*阅读原文:*
POJ3468-A Simple Problem with Integers（線段樹 區間更新 加和）

題目鏈接

Description

You have N integers, A1, A2, ... , AN. You need to deal with two kinds of operations. One type of operation is to add some given number to each number in a given interval. The other is to ask for the sum of numbers in a given interval.

Input

The first line contains two numbers N and Q. 1 ≤ N,Q ≤ 100000.
The second line contains N numbers, the initial values of A1, A2, ... , AN. -1000000000 ≤ Ai ≤ 1000000000.
Each of the next Q lines represents an operation.
"C a b c" means adding c to each of Aa, Aa+1, ... , Ab. -10000 ≤ c ≤ 10000.
"Q a b" means querying the sum of Aa, Aa+1, ... , Ab.

Output

You need to answer all Q commands in order. One answer in a line.

*练习题目:*
1. POJ3468 题面中，N 和 Q 的取值范围是多少？
2. 接着 POJ3468 题面的最后一句往下写出后续内容。

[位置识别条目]
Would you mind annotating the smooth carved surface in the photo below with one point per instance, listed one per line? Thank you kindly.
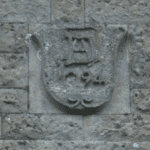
(78, 71)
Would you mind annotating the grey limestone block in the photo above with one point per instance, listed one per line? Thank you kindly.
(140, 101)
(117, 128)
(66, 13)
(13, 37)
(13, 70)
(13, 100)
(37, 11)
(139, 11)
(51, 145)
(45, 127)
(127, 145)
(106, 12)
(139, 70)
(40, 103)
(140, 33)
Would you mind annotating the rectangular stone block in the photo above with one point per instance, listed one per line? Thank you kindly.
(13, 70)
(106, 12)
(45, 127)
(25, 11)
(139, 11)
(67, 13)
(139, 70)
(12, 37)
(39, 101)
(140, 37)
(117, 128)
(140, 101)
(127, 145)
(51, 145)
(13, 100)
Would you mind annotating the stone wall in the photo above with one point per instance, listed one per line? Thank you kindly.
(29, 120)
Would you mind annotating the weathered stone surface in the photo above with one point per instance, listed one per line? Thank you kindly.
(140, 37)
(106, 12)
(66, 13)
(139, 70)
(117, 128)
(119, 146)
(140, 101)
(25, 11)
(51, 145)
(139, 11)
(13, 70)
(13, 100)
(0, 128)
(39, 102)
(12, 37)
(56, 127)
(127, 146)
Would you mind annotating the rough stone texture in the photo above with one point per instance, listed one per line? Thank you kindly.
(123, 123)
(117, 128)
(0, 128)
(13, 101)
(140, 37)
(140, 101)
(104, 34)
(13, 70)
(56, 127)
(127, 146)
(106, 12)
(12, 37)
(66, 13)
(39, 102)
(51, 145)
(139, 70)
(139, 11)
(25, 11)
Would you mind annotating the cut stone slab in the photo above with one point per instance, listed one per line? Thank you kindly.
(106, 12)
(45, 127)
(67, 13)
(127, 145)
(117, 128)
(139, 70)
(13, 70)
(13, 100)
(25, 11)
(12, 37)
(39, 102)
(51, 145)
(119, 146)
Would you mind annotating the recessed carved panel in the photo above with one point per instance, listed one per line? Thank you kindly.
(78, 65)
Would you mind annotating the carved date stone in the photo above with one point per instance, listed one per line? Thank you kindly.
(78, 65)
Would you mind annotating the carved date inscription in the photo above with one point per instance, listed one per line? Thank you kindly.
(86, 77)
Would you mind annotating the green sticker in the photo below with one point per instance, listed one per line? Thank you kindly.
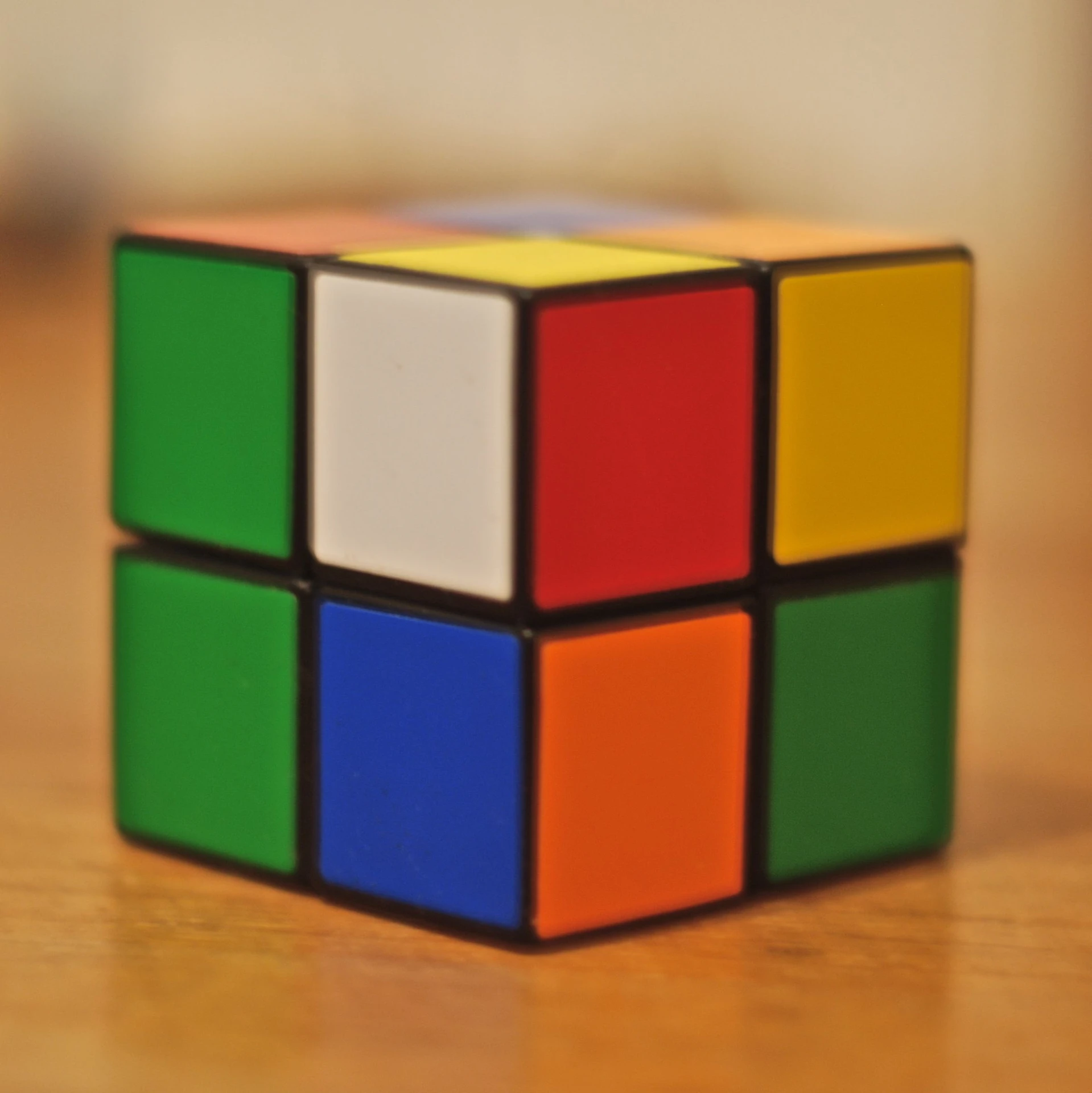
(204, 399)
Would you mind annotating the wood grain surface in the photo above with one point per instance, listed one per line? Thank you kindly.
(123, 970)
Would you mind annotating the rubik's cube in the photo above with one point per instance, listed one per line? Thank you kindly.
(537, 569)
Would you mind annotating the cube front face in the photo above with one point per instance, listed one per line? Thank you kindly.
(206, 705)
(870, 431)
(862, 723)
(421, 746)
(642, 770)
(204, 419)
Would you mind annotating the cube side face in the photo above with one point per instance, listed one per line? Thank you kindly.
(206, 700)
(871, 388)
(862, 726)
(642, 765)
(413, 433)
(421, 784)
(536, 215)
(205, 400)
(643, 444)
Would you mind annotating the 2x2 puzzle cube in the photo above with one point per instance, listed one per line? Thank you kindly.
(497, 429)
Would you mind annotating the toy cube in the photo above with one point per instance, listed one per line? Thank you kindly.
(537, 586)
(211, 679)
(527, 426)
(856, 724)
(531, 783)
(210, 385)
(866, 382)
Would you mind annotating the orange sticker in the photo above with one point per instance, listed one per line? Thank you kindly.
(642, 770)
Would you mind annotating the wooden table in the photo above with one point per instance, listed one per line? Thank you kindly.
(121, 970)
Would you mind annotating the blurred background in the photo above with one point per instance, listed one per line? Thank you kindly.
(969, 117)
(966, 117)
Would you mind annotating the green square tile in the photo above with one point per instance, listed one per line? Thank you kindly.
(206, 715)
(862, 726)
(205, 399)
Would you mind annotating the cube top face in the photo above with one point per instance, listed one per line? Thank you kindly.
(860, 725)
(642, 770)
(302, 233)
(871, 372)
(542, 455)
(768, 240)
(205, 399)
(206, 693)
(540, 264)
(540, 784)
(541, 215)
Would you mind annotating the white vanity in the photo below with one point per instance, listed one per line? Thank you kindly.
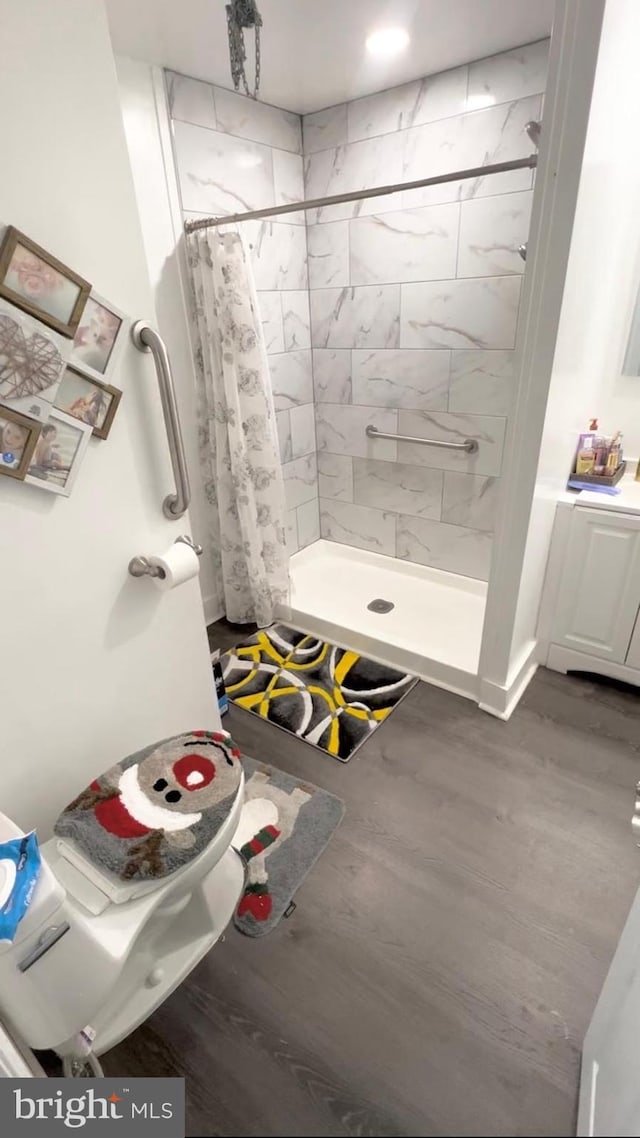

*参考答案:*
1. 1 ≤ N,Q ≤ 100000。

2.
Sample Input

10 5

1 2 3 4 5 6 7 8 9 10

Q 4 4

Q 1 10

Q 2 4

C 3 6 3

Q 2 4

Sample Output

4

55

9

15

Hint

The sums may exceed the range of 32-bit integers.

---

題意

N個數，Q個操作，訪問區間和，修改區間的值，給區間每一個數增大某個值

思路

線段樹lazy標記，增加的是區間內每一個數，lazy需要寫成+= 。

lazy和w需要用long long，乘法的地方需要1ll* ，int會爆。

---

#include <iostream>
#include <cstdio>
#define  ll long long
using namespace std;

struct node
{
    int l,r;
    ll w,lazy;
};

node tree[100010*4];
ll init[100010*4];
void build(int k,int l,int r)
{
    tree[k].l = l; tree[k].r = r; tree[k].lazy = 0;
    if(l==r){
        tree[k].w = init[l];
        return;
    }
    int mid = (l + r)/2;
    build(k*2,l,mid);
    build(k*2+1,mid+1,r);
    tree[k].w = tree[k*2].w + tree[k*2+1].w;
}

void pushdown(int k)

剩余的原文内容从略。